━━ DATA PROVIDED
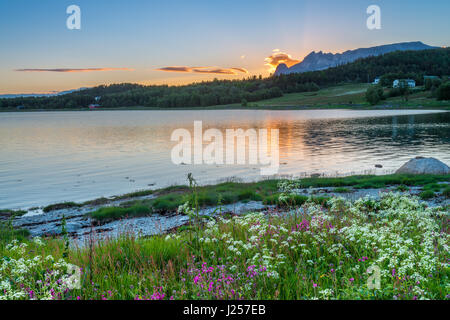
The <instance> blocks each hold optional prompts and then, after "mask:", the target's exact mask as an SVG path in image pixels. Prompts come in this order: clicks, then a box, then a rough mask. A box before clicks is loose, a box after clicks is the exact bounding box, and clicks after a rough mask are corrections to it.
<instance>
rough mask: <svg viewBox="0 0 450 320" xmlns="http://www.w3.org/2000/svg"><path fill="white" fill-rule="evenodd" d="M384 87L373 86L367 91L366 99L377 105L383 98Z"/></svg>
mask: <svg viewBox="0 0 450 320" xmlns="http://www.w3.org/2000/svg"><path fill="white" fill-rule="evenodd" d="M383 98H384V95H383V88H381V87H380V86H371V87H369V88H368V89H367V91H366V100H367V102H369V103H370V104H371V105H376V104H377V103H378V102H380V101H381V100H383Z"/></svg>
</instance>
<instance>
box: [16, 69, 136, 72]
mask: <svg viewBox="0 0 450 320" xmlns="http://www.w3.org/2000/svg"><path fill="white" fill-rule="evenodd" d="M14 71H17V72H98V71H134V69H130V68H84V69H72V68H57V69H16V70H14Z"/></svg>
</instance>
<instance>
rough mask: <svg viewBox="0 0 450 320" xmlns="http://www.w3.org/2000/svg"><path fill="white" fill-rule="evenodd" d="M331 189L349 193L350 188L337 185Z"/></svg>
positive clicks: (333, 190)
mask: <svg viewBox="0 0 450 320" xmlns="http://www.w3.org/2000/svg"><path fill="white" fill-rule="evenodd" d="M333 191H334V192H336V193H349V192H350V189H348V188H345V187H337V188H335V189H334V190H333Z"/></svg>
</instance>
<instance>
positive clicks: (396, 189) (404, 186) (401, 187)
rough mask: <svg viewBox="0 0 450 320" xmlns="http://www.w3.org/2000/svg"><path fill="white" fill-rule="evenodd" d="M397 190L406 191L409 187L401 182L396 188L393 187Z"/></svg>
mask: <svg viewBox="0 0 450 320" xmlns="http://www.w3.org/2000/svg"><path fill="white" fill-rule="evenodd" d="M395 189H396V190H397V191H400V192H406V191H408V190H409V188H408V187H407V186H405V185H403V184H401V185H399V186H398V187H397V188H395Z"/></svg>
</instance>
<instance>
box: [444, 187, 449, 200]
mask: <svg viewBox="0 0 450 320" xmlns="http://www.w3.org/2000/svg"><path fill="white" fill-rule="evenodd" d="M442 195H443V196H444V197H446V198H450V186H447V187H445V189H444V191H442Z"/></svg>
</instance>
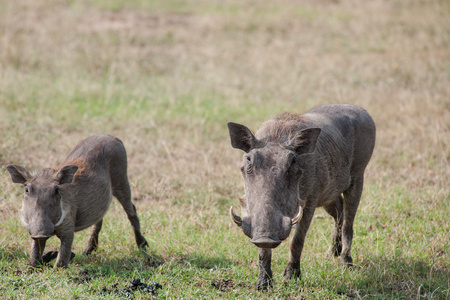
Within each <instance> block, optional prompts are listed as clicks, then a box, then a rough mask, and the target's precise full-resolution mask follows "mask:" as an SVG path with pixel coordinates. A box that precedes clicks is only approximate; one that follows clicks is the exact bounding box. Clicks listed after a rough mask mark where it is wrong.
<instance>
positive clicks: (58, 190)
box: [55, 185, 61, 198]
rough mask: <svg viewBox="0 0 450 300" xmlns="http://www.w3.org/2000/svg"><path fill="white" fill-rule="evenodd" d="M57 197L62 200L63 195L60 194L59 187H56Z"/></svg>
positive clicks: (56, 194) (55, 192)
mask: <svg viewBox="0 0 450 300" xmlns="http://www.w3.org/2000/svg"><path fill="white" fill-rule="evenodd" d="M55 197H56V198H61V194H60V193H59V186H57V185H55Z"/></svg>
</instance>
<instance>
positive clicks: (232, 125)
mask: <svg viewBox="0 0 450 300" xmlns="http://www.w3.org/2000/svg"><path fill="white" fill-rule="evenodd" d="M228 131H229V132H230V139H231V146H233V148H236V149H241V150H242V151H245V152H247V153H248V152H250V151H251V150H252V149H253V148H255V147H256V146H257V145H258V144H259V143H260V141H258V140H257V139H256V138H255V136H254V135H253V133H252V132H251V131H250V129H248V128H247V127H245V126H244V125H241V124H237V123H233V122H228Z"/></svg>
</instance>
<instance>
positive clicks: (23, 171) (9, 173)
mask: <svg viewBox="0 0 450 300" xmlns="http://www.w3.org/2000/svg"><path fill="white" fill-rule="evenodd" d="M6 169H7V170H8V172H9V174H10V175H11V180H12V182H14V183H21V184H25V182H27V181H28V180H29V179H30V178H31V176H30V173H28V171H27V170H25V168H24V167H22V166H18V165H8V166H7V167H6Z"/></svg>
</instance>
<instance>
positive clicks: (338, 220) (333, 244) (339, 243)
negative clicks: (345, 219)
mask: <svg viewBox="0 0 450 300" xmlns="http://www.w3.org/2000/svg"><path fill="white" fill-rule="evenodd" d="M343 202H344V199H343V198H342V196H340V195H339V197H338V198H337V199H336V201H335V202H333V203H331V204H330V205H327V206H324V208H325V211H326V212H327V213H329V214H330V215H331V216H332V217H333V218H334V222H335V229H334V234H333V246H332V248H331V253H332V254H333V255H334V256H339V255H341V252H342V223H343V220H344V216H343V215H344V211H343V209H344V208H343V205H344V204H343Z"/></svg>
━━━━
ASSIGNMENT: Exclude the pictures and transcribe all of the entries exactly.

ANSWER:
The <instance> blocks each hold optional prompts and then, after "mask:", the target's exact mask as an SVG path in image pixels. Prompts come in this order: clicks, then a box, then a rough mask. A box before clicks is loose, a box after clicks is the exact bounding box, and clicks after a rough mask are corrections to it.
<instance>
rough mask: <svg viewBox="0 0 450 320" xmlns="http://www.w3.org/2000/svg"><path fill="white" fill-rule="evenodd" d="M384 87L373 86L367 91L366 99L377 105L383 98Z"/></svg>
mask: <svg viewBox="0 0 450 320" xmlns="http://www.w3.org/2000/svg"><path fill="white" fill-rule="evenodd" d="M383 98H384V95H383V88H381V87H380V86H371V87H369V88H368V89H367V91H366V100H367V102H369V103H370V104H371V105H376V104H377V103H378V102H380V101H381V100H383Z"/></svg>
</instance>
<instance>
box: [16, 69, 136, 72]
mask: <svg viewBox="0 0 450 320" xmlns="http://www.w3.org/2000/svg"><path fill="white" fill-rule="evenodd" d="M14 71H17V72H98V71H134V69H130V68H84V69H72V68H57V69H16V70H14Z"/></svg>
</instance>
<instance>
rough mask: <svg viewBox="0 0 450 320" xmlns="http://www.w3.org/2000/svg"><path fill="white" fill-rule="evenodd" d="M331 189L349 193L350 188L337 185Z"/></svg>
positive clicks: (333, 190)
mask: <svg viewBox="0 0 450 320" xmlns="http://www.w3.org/2000/svg"><path fill="white" fill-rule="evenodd" d="M333 191H334V192H336V193H349V192H350V189H348V188H345V187H337V188H335V189H334V190H333Z"/></svg>
</instance>
<instance>
positive clicks: (396, 189) (404, 186) (401, 187)
rough mask: <svg viewBox="0 0 450 320" xmlns="http://www.w3.org/2000/svg"><path fill="white" fill-rule="evenodd" d="M397 190L406 191L409 187L401 182L396 188L393 187Z"/></svg>
mask: <svg viewBox="0 0 450 320" xmlns="http://www.w3.org/2000/svg"><path fill="white" fill-rule="evenodd" d="M395 189H396V190H397V191H400V192H406V191H408V190H409V188H408V187H407V186H405V185H403V184H401V185H399V186H398V187H397V188H395Z"/></svg>
</instance>
<instance>
box: [444, 187, 449, 200]
mask: <svg viewBox="0 0 450 320" xmlns="http://www.w3.org/2000/svg"><path fill="white" fill-rule="evenodd" d="M442 195H443V196H444V197H446V198H450V186H447V187H445V189H444V191H442Z"/></svg>
</instance>
Within each <instance> block, optional prompts are listed as clicks, then a box, then a rough mask, and the target's precise full-resolution mask follows "mask:" as an SVG path with pixel coordinates. A box that precedes clicks is only approximate; one that follows clicks is the exact bounding box. Clicks listed after a rough mask mark where it is wrong.
<instance>
positive clicks: (58, 190)
box: [55, 185, 61, 198]
rough mask: <svg viewBox="0 0 450 300" xmlns="http://www.w3.org/2000/svg"><path fill="white" fill-rule="evenodd" d="M57 197L62 200L63 195L60 194L59 187H56Z"/></svg>
positive clicks: (56, 194) (55, 192)
mask: <svg viewBox="0 0 450 300" xmlns="http://www.w3.org/2000/svg"><path fill="white" fill-rule="evenodd" d="M55 197H56V198H61V194H60V193H59V186H57V185H55Z"/></svg>
</instance>
<instance>
positive clicks: (232, 125)
mask: <svg viewBox="0 0 450 300" xmlns="http://www.w3.org/2000/svg"><path fill="white" fill-rule="evenodd" d="M228 131H229V132H230V139H231V146H233V148H236V149H241V150H242V151H245V152H247V153H248V152H250V151H251V150H252V149H253V148H255V147H256V146H257V145H258V144H259V143H260V141H258V140H257V139H256V138H255V136H254V135H253V133H252V132H251V131H250V129H248V128H247V127H245V126H244V125H241V124H237V123H233V122H228Z"/></svg>
</instance>
<instance>
positive clicks: (23, 171) (9, 173)
mask: <svg viewBox="0 0 450 300" xmlns="http://www.w3.org/2000/svg"><path fill="white" fill-rule="evenodd" d="M6 169H7V170H8V172H9V174H10V175H11V180H12V182H14V183H21V184H25V182H27V181H28V180H29V179H30V178H31V176H30V173H28V171H27V170H25V168H24V167H22V166H18V165H8V166H7V167H6Z"/></svg>
</instance>
<instance>
positive clicks: (338, 220) (333, 244) (339, 243)
negative clicks: (345, 219)
mask: <svg viewBox="0 0 450 300" xmlns="http://www.w3.org/2000/svg"><path fill="white" fill-rule="evenodd" d="M343 202H344V199H343V198H342V196H340V195H339V197H338V198H337V199H336V201H335V202H333V203H331V204H330V205H327V206H324V208H325V211H326V212H327V213H329V214H330V215H331V216H332V217H333V218H334V222H335V229H334V234H333V246H332V248H331V253H332V254H333V255H334V256H339V255H341V252H342V223H343V220H344V216H343V215H344V211H343V209H344V208H343V205H344V204H343Z"/></svg>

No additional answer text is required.